Part of a data file
## begin

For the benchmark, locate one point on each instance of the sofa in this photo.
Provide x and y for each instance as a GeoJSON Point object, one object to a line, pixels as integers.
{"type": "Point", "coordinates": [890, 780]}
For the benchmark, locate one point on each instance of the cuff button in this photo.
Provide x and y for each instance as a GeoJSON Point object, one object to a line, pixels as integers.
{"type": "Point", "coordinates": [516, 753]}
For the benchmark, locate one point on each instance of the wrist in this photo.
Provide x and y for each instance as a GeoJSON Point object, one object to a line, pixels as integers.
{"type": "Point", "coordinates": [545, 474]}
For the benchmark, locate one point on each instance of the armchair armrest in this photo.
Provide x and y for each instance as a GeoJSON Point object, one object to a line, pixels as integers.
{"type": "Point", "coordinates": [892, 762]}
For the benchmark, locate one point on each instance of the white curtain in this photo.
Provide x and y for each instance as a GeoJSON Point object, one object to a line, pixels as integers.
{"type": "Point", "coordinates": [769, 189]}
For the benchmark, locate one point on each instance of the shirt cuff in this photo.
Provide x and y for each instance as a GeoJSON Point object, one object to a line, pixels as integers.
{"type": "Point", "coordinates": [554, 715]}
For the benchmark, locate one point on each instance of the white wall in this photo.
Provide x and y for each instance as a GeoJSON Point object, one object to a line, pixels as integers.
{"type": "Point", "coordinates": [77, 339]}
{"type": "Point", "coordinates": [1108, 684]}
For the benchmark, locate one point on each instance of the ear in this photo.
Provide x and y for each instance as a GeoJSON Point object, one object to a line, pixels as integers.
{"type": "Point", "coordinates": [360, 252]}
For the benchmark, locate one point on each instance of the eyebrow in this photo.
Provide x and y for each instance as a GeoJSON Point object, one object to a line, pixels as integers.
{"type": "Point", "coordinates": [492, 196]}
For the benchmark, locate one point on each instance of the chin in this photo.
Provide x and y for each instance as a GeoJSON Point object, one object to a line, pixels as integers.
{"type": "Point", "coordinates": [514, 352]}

## end

Reproduce all the rows above, substituting "test set" for every occurrence of "benchmark" and keeping everything else the same.

For the test set, locate one point on each instance of the sofa in this photo.
Provide x and y for each instance as a GeoJSON Point object, one object to a line, pixels as integers.
{"type": "Point", "coordinates": [890, 780]}
For the test set, locate one point on each instance of the cuff button in this photo.
Provide x and y for each instance as a GeoJSON Point object, one object to a line, pixels as integers.
{"type": "Point", "coordinates": [516, 753]}
For the test set, locate one point on each instance of the wrist in this photo.
Provide x and y for each instance as a GeoJSON Point object, one object to a line, pixels as integers.
{"type": "Point", "coordinates": [545, 474]}
For the test set, locate one point on each instance of the armchair armrest in this photo.
Provide x and y for each instance as a GeoJSON Point object, one object to a line, pixels as integers.
{"type": "Point", "coordinates": [892, 762]}
For the test set, locate one point on each instance of the white curtain in this photo.
Provide x and y for each instance as a GeoJSON Point object, one object to a line, pixels as integers.
{"type": "Point", "coordinates": [769, 189]}
For the test set, locate one point on each instance of the shirt cuff in this photo.
Provide x and y for each instance as a GeoJSON Point object, one object to a line, pixels as integers.
{"type": "Point", "coordinates": [554, 715]}
For the test set, locate one point on each instance of the white wall in this photo.
Provide x and y for each instance as a GeoJSON Point object, one object to a line, pixels as integers.
{"type": "Point", "coordinates": [77, 339]}
{"type": "Point", "coordinates": [1108, 684]}
For the test set, locate one point on each instance of the ear in this photo.
Provide x and y for each instance as a GeoJSON Point object, one object to a line, pixels as integers.
{"type": "Point", "coordinates": [360, 252]}
For the test set, locate one point on each instance of the eyebrow in this photo.
Provide x and y for each instance as a GeoJSON Point object, one object to a line, pixels as integers.
{"type": "Point", "coordinates": [492, 196]}
For the test set, locate one point on each instance of the chin in this photo.
Provide x and y for each instance as a GeoJSON Point object, one object to a line, pixels as integers.
{"type": "Point", "coordinates": [514, 352]}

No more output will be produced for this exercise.